TASK GOAL
Output exactly the lines from the line with "Task: If you could identify the smoke" through the end of the records below. Include nothing else.

DATA SHOWN
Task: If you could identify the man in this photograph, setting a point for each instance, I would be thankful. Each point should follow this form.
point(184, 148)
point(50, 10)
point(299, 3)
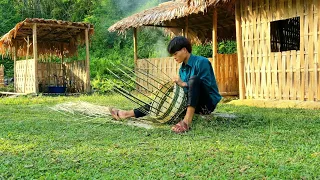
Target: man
point(197, 78)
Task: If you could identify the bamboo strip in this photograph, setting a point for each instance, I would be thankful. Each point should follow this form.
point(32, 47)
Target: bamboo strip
point(302, 41)
point(317, 75)
point(311, 41)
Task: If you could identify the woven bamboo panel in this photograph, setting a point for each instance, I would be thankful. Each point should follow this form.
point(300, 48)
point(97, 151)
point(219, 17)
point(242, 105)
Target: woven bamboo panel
point(1, 75)
point(75, 75)
point(71, 75)
point(226, 72)
point(25, 77)
point(289, 75)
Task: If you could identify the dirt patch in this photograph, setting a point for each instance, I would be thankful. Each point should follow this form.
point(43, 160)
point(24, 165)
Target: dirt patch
point(277, 103)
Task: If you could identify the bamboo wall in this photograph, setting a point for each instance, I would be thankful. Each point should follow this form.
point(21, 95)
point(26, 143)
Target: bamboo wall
point(72, 75)
point(1, 75)
point(289, 75)
point(24, 73)
point(226, 72)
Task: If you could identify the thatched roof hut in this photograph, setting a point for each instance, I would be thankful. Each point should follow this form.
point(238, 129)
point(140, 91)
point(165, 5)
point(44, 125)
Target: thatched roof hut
point(196, 16)
point(33, 43)
point(53, 36)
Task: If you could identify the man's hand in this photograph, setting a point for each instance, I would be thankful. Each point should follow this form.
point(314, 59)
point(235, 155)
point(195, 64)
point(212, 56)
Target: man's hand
point(179, 82)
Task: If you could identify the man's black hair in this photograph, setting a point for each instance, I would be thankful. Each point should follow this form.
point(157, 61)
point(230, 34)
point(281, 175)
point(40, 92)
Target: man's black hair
point(177, 43)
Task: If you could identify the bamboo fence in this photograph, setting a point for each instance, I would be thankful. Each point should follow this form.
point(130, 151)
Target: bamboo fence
point(1, 75)
point(288, 75)
point(71, 74)
point(226, 72)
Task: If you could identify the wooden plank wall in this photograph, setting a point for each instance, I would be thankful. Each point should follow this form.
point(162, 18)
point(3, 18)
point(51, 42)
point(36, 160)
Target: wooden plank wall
point(25, 76)
point(226, 72)
point(1, 75)
point(288, 75)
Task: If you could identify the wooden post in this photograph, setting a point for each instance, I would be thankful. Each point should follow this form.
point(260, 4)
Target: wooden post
point(15, 66)
point(214, 39)
point(135, 46)
point(240, 52)
point(35, 56)
point(186, 28)
point(87, 83)
point(26, 68)
point(62, 67)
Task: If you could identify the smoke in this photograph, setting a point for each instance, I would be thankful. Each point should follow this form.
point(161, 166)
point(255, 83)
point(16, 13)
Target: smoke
point(133, 6)
point(161, 48)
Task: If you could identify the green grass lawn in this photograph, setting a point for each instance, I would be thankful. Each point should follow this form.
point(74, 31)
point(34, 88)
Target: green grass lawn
point(38, 143)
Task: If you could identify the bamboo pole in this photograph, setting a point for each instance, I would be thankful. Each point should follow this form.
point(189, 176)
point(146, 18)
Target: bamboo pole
point(214, 39)
point(15, 66)
point(26, 68)
point(240, 52)
point(87, 81)
point(187, 27)
point(135, 45)
point(35, 55)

COMPLETED TASK
Task: If you could identify the smoke in this photograph, setting a point for each instance, I would be thankful. Each point should follow this form.
point(161, 166)
point(255, 83)
point(16, 13)
Target: smoke
point(133, 6)
point(161, 48)
Task: If you could identify the green grass lawn in this photograph, setting a point for each instance, I would be thankful. Each point should follow this form.
point(74, 31)
point(34, 88)
Target: green grass lawn
point(38, 143)
Task: If you could identify the bamboo pole in this photograph, setting a point for each instance, I would be thankful. Each point should follow this form.
point(189, 176)
point(146, 18)
Target: bamboo pole
point(214, 39)
point(15, 66)
point(26, 68)
point(240, 52)
point(87, 81)
point(187, 27)
point(135, 45)
point(35, 55)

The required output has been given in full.